**Text segment**.
Monsieur Lazhar

The main character of this movie is a teacher who replaces mid-year a teacher who has died by her own hand.   Not only was the students’ original teacher a suicide, but she killed herself in the classroom during recess when the door was locked, leaving a lone student sent to deliver milk the task of seeing her body swinging from a rope.

This sordid fact and horrific image leave a huge task for the next teacher.  His name and his origin are not of Montreal, Canada; Bachir Lazhar comes from Algeria.  He brings with him high expectations for the students, and an old school style that the students are not used to.

Equally alienating for Monsieur Lazhar is the compartmentalization of grief and its exclusive assignment for treatment to the psychologist.  Lazhar witnesses the students trying to cope with their confusion and messy feelings toward their dead teacher.  His instinct is to help them through, but the administration and the psychologist shut him out of the process.

**Data block**.
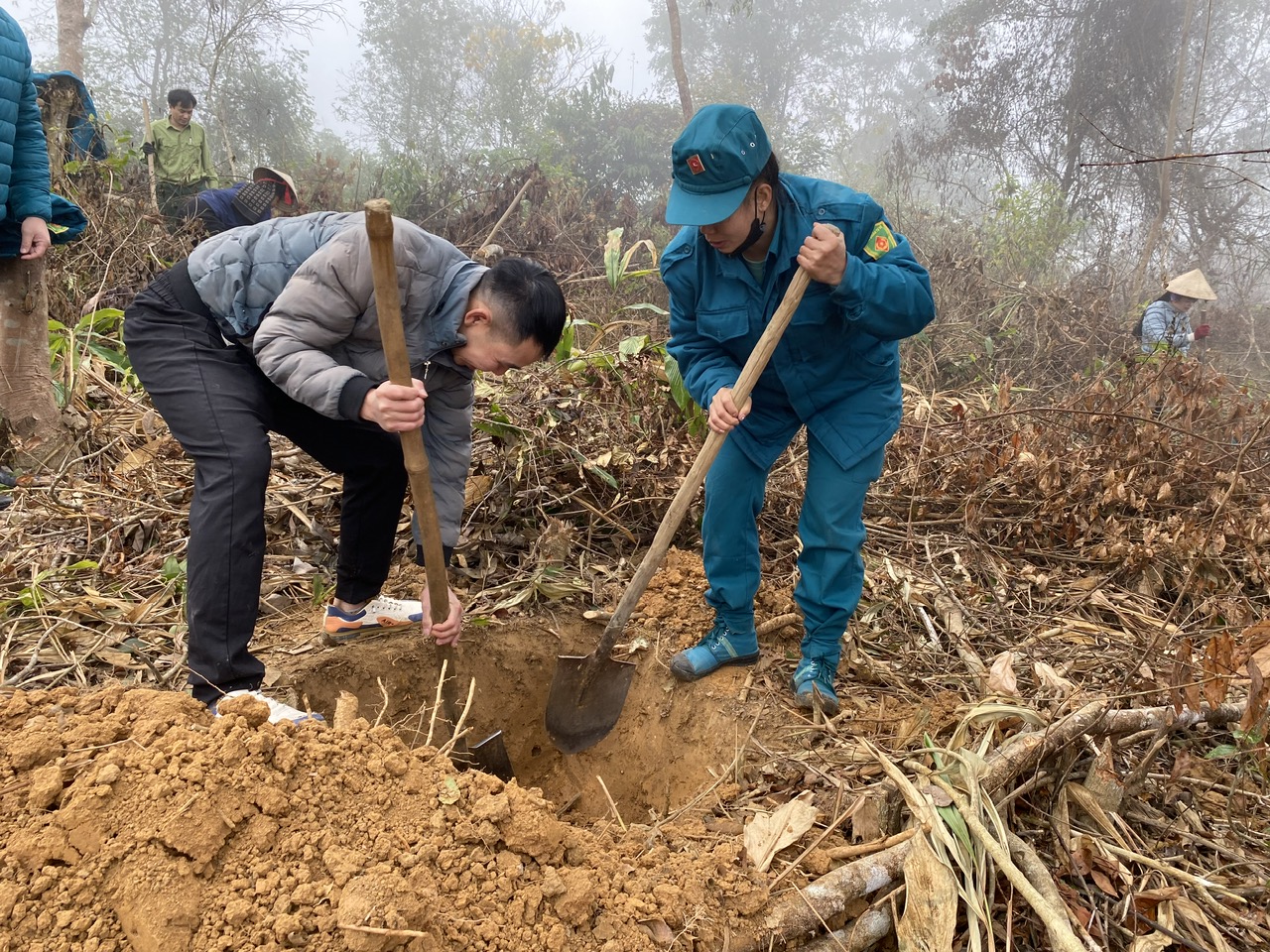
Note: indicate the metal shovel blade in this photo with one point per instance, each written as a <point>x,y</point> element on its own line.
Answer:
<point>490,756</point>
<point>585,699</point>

**Parts of the exercise**.
1. Using the Monsieur Lazhar review, decide whether each statement agrees with it: (a) Bachir Lazhar comes from Algeria; (b) the students are used to Lazhar's old school style; (c) the administration brings Lazhar into the students' grieving process. For each, answer yes or no and quote the words that decide it.
2. Copy the stretch from "The main character" through "not used to." in the Monsieur Lazhar review, renaming every "teacher" as "instructor".
3. According to the Monsieur Lazhar review, where and when did the students' original teacher kill herself?

**Solutions below**.
1.
(a) Yes: "Bachir Lazhar comes from Algeria."
(b) No: "an old school style that the students are not used to."
(c) No: "the administration and the psychologist shut him out of the process."

2.
The main character of this movie is a instructor who replaces mid-year a instructor who has died by her own hand.   Not only was the students’ original instructor a suicide, but she killed herself in the classroom during recess when the door was locked, leaving a lone student sent to deliver milk the task of seeing her body swinging from a rope.

This sordid fact and horrific image leave a huge task for the next instructor.  His name and his origin are not of Montreal, Canada; Bachir Lazhar comes from Algeria.  He brings with him high expectations for the students, and an old school style that the students are not used to.

3. In the classroom during recess.